Records from a dataset
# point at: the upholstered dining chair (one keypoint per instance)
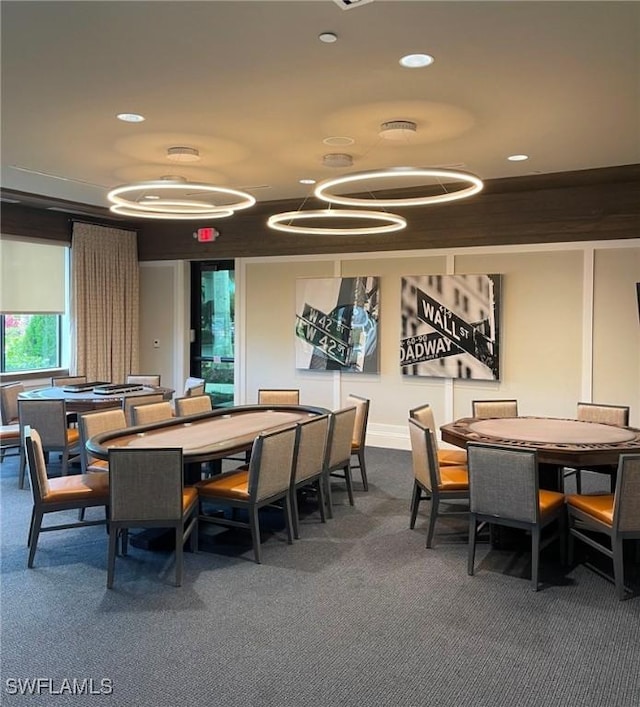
(149, 379)
(359, 435)
(446, 457)
(433, 483)
(265, 481)
(616, 517)
(340, 437)
(75, 492)
(146, 490)
(503, 490)
(604, 414)
(193, 405)
(149, 413)
(278, 396)
(310, 465)
(49, 417)
(494, 408)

Task objective.
Set down every entry above exactly as written, but skip the pictures.

Written answer.
# point at: the upholstered dining chair (one keypoint per instance)
(149, 379)
(359, 435)
(446, 457)
(433, 483)
(265, 481)
(616, 517)
(340, 437)
(75, 492)
(146, 490)
(503, 490)
(604, 414)
(193, 405)
(149, 413)
(278, 396)
(310, 465)
(49, 417)
(494, 408)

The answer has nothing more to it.